Show every line of the material below that contains the string "clicks", and treat uppercase and lowercase as different.

----------

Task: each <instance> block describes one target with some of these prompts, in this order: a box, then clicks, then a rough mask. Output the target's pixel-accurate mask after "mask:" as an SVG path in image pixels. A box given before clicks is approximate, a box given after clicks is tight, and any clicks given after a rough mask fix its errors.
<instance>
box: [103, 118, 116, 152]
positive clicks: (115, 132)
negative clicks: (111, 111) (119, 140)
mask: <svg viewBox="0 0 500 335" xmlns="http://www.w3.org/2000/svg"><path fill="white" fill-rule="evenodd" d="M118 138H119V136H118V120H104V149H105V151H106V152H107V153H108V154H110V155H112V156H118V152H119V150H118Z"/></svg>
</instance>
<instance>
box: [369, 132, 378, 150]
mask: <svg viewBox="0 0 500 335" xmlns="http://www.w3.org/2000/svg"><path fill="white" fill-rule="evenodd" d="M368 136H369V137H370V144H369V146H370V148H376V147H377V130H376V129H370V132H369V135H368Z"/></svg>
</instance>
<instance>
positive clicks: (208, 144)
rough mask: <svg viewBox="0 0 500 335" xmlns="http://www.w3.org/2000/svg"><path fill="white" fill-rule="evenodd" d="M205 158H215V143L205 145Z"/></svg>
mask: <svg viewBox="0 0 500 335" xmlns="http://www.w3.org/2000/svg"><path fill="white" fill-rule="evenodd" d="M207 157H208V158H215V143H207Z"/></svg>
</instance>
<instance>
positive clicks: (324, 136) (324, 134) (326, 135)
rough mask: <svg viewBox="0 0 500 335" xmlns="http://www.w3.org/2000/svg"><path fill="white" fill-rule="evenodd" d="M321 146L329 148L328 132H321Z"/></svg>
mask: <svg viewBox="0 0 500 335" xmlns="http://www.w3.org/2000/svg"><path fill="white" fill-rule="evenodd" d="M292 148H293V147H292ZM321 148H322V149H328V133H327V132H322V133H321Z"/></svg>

----------

RESULT OF THE EXERCISE —
Task: each <instance> block describes one target with some of these prompts, in this order: a box, then clicks, then a rough mask. Output the target's pixel-accurate mask after "mask:" as an SVG path in image pixels. A box given before clicks is approximate, a box given after clicks is tight, and any clicks given after a rough mask fix its errors.
positive clicks: (115, 132)
negative clicks: (111, 111) (119, 140)
positive clicks: (208, 144)
positive clicks: (324, 136) (324, 134) (326, 135)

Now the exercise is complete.